▶ Work item
Reproduce every entry exactly.
START Records shown
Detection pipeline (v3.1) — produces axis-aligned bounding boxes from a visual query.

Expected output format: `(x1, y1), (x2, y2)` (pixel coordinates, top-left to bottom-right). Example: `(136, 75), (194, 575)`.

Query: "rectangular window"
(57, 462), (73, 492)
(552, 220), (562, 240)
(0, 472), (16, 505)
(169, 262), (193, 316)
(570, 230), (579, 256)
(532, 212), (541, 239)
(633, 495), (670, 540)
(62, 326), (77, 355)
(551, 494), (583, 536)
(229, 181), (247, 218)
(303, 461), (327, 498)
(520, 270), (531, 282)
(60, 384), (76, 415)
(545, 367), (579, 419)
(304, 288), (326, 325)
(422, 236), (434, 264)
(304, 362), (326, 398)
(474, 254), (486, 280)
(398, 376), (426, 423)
END Records shown
▶ Worked solution
Detection pipeline (v3.1) — produces axis-aligned bounding boxes from a visual query.

Expected output format: `(x1, y1), (x2, y2)` (pixel coordinates, top-left to bottom-right). Example: `(136, 75), (194, 575)`.

Query: "rectangular window"
(57, 462), (73, 492)
(552, 220), (562, 240)
(0, 472), (16, 505)
(169, 262), (193, 316)
(570, 230), (579, 256)
(532, 212), (541, 239)
(633, 495), (670, 540)
(62, 326), (77, 355)
(551, 494), (583, 536)
(229, 181), (247, 218)
(303, 461), (327, 498)
(520, 270), (531, 282)
(60, 384), (76, 415)
(545, 367), (579, 419)
(304, 288), (326, 325)
(422, 236), (434, 264)
(304, 362), (326, 398)
(474, 254), (486, 280)
(398, 376), (426, 423)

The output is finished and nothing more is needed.